We were quite successful in reversing the trajectory of the company and establishing a stable platform on which we can build.
Despite these accomplishments, and to a certain extent because of them, we're reporting the largest loss in the history of the company.
As you have no doubt seen, Duke Energy reported a net loss of $1.48 per share for 2003, which included $2.76 in special items, which we'll cover in more detail in just a minute.
Reported earnings for 2002 were $1.22 per share, and included charges for special items totaling 66 cents per share. Most of our business segments continued to deliver strong results for the quarter and the year.
Gas Transmission, Field Services, Internal and Crescent met their earnings targets and produced good cash flows.
Natural Gas Transmissions recognized it's first full year of earnings from the West Coast assets, and Field Services benefited from higher NGL prices and improving frac spreads.
Internal's Latin American assets delivered expected results. And National Methanol had record output during the year. Decreased earnings for the year at Franchised Electric reflected higher depreciation, amortization and O&M cost. The lower sales in our service territory, due to unfavorable weather for the year, were offset by higher off-system sales to wholesale customers.
DENA's ongoing results for the year reflected the continued oversupply of merchant generation and low spark spreads, which have precluded many of our facilities from generating cost effective power.
As we discussed in our call earlier this month, we took a number of charges for asset impairments at both DENA and DEI, and for costs to wind down the Duke Energy trading and marketing joint venture.
With these decisions behind us, DENA can now focus on divesting plants in the southeast and contracting more power supplies from our remaining facilities.
As part of our cost reduction efforts across the company, Duke Energy incurred approximately $153 million in severance costs during 2003.
Annual cost savings related to the workforce reduction and other cost savings initiatives will reach at least $200 million in 2004.
During this month, I shared with you some charges we planned to take during the fourth quarter. I'd like to update you on where we are regarding those charges, as well as other charges which will make up our special items for 2003.
Now, this table has a lot of numbers on it, and I'm not going to walk through each item on the table, as we have already provided you with information concerning these charges in previous calls.
But I thought you needed to see a table that summarized all of the special items included in our reported EBIT numbers. As you can see, the most significant items shown here have to do with the fourth quarter 2003 asset impairments of DENA, the associated disqualified hedges, and the wind down of Duke Energy trading and marketing.

— AIM —
Please give the net loss per share that the Duke Energy earnings excerpt above says the company reported for 2003.

— DATASET CONTENT —

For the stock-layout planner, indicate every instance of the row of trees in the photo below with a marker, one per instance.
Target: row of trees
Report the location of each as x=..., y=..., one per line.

— RESULT OF THE TASK —
$1.48 per share